--- Records for the task Enclosed Below ---

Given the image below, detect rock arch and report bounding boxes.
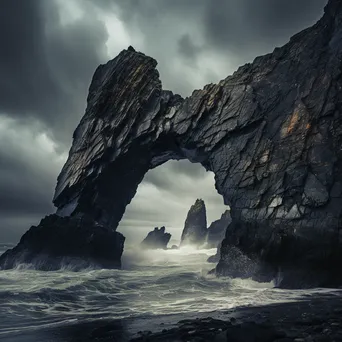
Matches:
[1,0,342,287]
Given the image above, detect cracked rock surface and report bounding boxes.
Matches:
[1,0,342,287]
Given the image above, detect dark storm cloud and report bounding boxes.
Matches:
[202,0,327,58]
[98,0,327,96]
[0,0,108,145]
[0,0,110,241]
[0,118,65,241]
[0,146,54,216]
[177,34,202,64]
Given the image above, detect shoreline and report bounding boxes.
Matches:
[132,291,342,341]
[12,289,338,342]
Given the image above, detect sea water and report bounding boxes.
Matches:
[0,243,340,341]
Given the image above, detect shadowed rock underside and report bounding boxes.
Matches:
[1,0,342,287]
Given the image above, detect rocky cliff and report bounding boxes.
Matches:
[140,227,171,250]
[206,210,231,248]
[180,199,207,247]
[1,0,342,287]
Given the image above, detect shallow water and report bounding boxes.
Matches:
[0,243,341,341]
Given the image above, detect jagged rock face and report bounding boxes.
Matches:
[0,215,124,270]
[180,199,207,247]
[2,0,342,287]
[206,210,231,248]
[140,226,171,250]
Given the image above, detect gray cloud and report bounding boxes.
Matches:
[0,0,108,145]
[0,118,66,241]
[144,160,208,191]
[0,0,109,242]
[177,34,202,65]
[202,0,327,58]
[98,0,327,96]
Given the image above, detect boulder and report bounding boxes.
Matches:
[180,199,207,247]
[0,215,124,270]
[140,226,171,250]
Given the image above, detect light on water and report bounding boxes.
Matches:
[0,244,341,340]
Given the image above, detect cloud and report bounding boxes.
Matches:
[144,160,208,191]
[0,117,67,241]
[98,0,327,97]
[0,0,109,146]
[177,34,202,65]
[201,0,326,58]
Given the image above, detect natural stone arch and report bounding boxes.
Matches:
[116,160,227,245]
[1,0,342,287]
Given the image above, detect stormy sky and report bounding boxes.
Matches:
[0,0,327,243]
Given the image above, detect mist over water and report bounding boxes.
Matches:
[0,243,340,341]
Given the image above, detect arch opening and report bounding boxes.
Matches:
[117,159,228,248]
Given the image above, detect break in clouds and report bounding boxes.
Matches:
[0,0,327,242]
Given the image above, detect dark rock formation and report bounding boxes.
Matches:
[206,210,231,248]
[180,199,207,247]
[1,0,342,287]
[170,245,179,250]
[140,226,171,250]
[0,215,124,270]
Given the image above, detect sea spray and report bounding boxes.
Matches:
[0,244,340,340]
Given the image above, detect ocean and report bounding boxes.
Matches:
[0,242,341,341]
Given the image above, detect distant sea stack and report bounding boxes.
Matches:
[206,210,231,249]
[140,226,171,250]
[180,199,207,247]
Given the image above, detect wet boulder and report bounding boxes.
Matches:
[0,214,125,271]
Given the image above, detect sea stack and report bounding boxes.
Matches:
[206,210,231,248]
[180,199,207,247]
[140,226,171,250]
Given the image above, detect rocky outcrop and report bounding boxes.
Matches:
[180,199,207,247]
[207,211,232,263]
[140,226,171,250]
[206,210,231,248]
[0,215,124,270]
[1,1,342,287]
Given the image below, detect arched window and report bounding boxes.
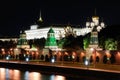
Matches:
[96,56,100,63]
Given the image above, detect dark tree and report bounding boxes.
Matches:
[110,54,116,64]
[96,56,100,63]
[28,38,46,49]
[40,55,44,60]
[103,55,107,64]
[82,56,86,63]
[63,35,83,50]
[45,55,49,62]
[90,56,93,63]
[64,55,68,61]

--- End of Enclosed Records for the task ---

> [What is needed]
A faithful copy of the records above is needed, with the pictures left out.

> [Answer section]
Given the image below, detect rock arch and report bounding boxes.
Matches:
[1,0,342,287]
Given the image above, detect cracked rock surface and report bounding boxes.
Matches:
[1,0,342,287]
Given the image above, detect dark storm cloud and report bounding boxes.
Matches:
[202,0,327,58]
[98,0,327,96]
[0,0,108,145]
[0,0,110,241]
[0,118,65,241]
[0,146,54,216]
[177,34,202,64]
Given the image above, detect shoreline and report bounding boxes.
Matches:
[132,291,342,341]
[12,289,338,342]
Given the image above, detect sea water and report bounding boxes.
Matches:
[0,243,340,341]
Given the image above, detect shadowed rock underside and report bounding boxes.
Matches:
[1,0,342,287]
Given the image above, detect rocky cliff and report bounding boxes.
Matches:
[140,227,171,250]
[206,210,231,248]
[180,199,207,247]
[1,0,342,287]
Given the image above, detect shallow water and report bounding boxes.
Matches:
[0,243,341,341]
Given the image above, detect jagged rock face and report bounding boxes.
Matches:
[0,215,124,270]
[180,199,207,247]
[2,0,342,287]
[206,210,231,248]
[140,226,171,250]
Given the image above, detect gray cloud and report bounding boxes.
Matches:
[0,0,108,145]
[0,118,66,241]
[144,160,208,191]
[0,0,109,242]
[177,34,202,65]
[202,0,327,58]
[98,0,327,96]
Given the image above, detect boulder and report bounding boxes.
Matches:
[180,199,207,247]
[0,215,124,270]
[140,226,171,250]
Given the image above, detect light on water and report bounding boxes.
Matches:
[0,244,341,340]
Given the image above, detect cloud and report bounding boxes.
Matches:
[144,160,208,191]
[0,117,67,241]
[98,0,327,97]
[0,0,109,146]
[177,34,202,65]
[201,0,326,58]
Given the image above, detect natural stone arch and report bounding boxes.
Matches:
[116,160,227,245]
[1,0,342,287]
Given the image above, detect stormy sky and report bounding boxes.
Matches:
[0,0,327,243]
Given the image above, detect mist over water and report bounding boxes.
Matches:
[0,243,340,341]
Given the image above, detect arch opening and report bounding boxes.
Matches:
[117,159,228,248]
Given the image above, detect break in clouds and report bounding boxes.
Matches:
[0,0,327,242]
Given the image above, detect dark rock formation and report bounding boxes.
Matches:
[206,210,231,248]
[180,199,207,247]
[1,0,342,287]
[170,245,179,250]
[140,226,171,250]
[0,215,124,270]
Given the image above, detect sea spray and report bounding boxes.
Matches:
[0,244,340,340]
Given the image above, detect ocean and report bounding boxes.
Matches:
[0,242,341,341]
Given the image above, detect distant sea stack and report bounding boxes.
Matches:
[206,210,231,249]
[140,226,171,250]
[180,199,207,247]
Given the image above, detect wet boulder and report bounding boxes.
Matches:
[0,214,125,271]
Given the image above, detect sea stack and report bounding boxes.
Matches:
[206,210,231,248]
[180,199,207,247]
[140,226,171,250]
Given the image above, detect rocky outcrop and report bounding boxes.
Matches:
[180,199,207,247]
[207,211,232,263]
[140,226,171,250]
[206,210,231,248]
[0,215,124,270]
[1,1,342,287]
Given the image below, detect arched window and report bounding boxes.
Matches:
[96,56,100,63]
Given the image above, detect dark tree and report bounding boxes.
Matches:
[110,54,116,64]
[96,56,100,63]
[28,38,46,49]
[40,55,44,60]
[103,55,107,64]
[82,56,86,63]
[63,35,83,50]
[45,55,49,62]
[90,56,93,63]
[64,55,68,61]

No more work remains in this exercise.